→ **Task directions**
An exact transcription of the lines below, from the first through the one containing "# test: pointer marks one dot per instance of the palmate", is the only output wanted.

→ **Saved entries**
○ ○ ○
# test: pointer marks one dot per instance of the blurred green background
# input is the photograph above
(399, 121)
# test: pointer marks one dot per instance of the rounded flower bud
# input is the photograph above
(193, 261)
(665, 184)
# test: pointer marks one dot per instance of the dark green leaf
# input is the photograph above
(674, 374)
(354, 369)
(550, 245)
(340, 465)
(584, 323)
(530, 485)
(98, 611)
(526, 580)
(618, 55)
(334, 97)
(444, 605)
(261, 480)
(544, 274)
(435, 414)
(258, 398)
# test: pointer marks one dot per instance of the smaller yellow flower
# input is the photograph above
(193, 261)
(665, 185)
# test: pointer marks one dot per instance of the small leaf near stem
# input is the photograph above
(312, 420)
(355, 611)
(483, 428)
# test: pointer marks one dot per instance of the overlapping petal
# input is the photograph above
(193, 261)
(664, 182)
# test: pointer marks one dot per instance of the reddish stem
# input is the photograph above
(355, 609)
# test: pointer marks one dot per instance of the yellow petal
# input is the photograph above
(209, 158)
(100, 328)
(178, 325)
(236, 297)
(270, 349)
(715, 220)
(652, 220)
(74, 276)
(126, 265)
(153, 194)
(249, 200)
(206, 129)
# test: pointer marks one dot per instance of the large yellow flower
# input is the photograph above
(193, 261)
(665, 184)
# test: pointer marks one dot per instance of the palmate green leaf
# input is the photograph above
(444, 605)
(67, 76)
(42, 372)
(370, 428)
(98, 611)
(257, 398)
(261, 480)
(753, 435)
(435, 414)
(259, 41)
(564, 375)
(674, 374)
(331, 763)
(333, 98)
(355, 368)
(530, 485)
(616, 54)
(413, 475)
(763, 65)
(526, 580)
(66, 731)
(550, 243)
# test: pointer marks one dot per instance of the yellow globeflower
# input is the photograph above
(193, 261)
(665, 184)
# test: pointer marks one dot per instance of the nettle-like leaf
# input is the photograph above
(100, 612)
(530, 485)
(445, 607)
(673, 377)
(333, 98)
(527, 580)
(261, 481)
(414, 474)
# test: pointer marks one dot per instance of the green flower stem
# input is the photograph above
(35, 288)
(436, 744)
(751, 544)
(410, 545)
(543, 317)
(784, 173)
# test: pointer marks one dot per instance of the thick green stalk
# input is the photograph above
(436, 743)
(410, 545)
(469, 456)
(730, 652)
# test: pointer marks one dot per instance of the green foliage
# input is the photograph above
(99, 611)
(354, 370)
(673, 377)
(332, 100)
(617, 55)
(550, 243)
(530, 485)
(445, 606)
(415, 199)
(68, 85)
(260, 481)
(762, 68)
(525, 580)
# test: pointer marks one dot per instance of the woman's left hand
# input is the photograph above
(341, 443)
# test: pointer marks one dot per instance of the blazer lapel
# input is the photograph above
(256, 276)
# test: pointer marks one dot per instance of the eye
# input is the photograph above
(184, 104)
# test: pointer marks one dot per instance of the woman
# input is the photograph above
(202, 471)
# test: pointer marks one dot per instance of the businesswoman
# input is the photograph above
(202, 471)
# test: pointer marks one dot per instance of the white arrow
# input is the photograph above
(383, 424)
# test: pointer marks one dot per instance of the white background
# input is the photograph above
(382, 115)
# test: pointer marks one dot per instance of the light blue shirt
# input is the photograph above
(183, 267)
○ ○ ○
→ **Result**
# test: pointer marks one dot per instance of the blurred green background
# input is the photograph above
(399, 121)
# test: pointer marks one dot per instance of the rounded flower bud
# input is the photograph above
(193, 261)
(665, 184)
# test: pointer marks one dot per instance of the dark green leaf
# input is the photograph above
(674, 374)
(354, 369)
(550, 245)
(340, 465)
(584, 323)
(530, 485)
(98, 611)
(526, 580)
(618, 55)
(334, 97)
(444, 605)
(261, 480)
(544, 274)
(435, 414)
(258, 398)
# test: pointer marks one dot per instance of the smaller yellow flower
# input is the photograph above
(193, 261)
(665, 185)
# test: pointer marks one dot per instance of the small leaf near stem
# input is the photograph above
(312, 420)
(355, 611)
(483, 428)
# test: pointer marks one dot per instance of the overlapping petal
# input is the photograph above
(193, 261)
(664, 182)
# test: pointer marks one dot per instance of the reddish stem
# input is the photograph above
(355, 609)
# test: pointer marks one dot per instance of the yellow petal
# input is the photograph above
(209, 158)
(100, 328)
(178, 325)
(236, 297)
(270, 349)
(715, 220)
(652, 220)
(74, 276)
(126, 265)
(153, 194)
(249, 200)
(206, 129)
# test: pointer marks one dot per instance of the large yellow flower
# input is the photograph above
(193, 261)
(665, 184)
# test: pointer marks one dot per instance of the palmate green leaf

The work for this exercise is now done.